[Outline labeling data]
══════════════════════════════

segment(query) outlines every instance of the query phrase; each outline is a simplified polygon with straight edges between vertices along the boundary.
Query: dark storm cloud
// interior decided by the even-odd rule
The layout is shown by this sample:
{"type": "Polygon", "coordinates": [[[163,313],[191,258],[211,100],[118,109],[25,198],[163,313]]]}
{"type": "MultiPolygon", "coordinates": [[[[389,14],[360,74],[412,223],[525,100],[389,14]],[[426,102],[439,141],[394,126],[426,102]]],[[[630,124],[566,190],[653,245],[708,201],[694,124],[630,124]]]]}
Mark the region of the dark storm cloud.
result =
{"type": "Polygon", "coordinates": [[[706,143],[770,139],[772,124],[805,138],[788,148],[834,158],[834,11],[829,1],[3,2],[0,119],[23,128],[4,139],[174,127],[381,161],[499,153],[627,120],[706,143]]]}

══════════════════════════════

TASK OBJECTIVE >>
Reproduce the data above word for word, with every line included and nothing altered.

TASK RESPONSE >>
segment(query) outlines every instance of the query phrase; each outline is a simplified polygon with straight edges between vertices along the boundary.
Query: dark storm cloud
// interior decided by the even-odd rule
The layout is shown by this sample:
{"type": "Polygon", "coordinates": [[[163,313],[191,258],[211,100],[118,109],[25,198],[163,313]]]}
{"type": "MultiPolygon", "coordinates": [[[[389,14],[360,74],[412,223],[525,100],[389,14]],[[426,102],[439,141],[394,126],[426,102]]],[[[630,124],[566,190],[653,245],[708,201],[694,124],[630,124]]]]}
Mark the region of the dark storm cloud.
result =
{"type": "Polygon", "coordinates": [[[706,143],[770,139],[772,124],[805,138],[788,148],[834,158],[834,11],[829,1],[3,2],[0,119],[23,128],[4,139],[174,127],[381,161],[499,153],[627,120],[706,143]]]}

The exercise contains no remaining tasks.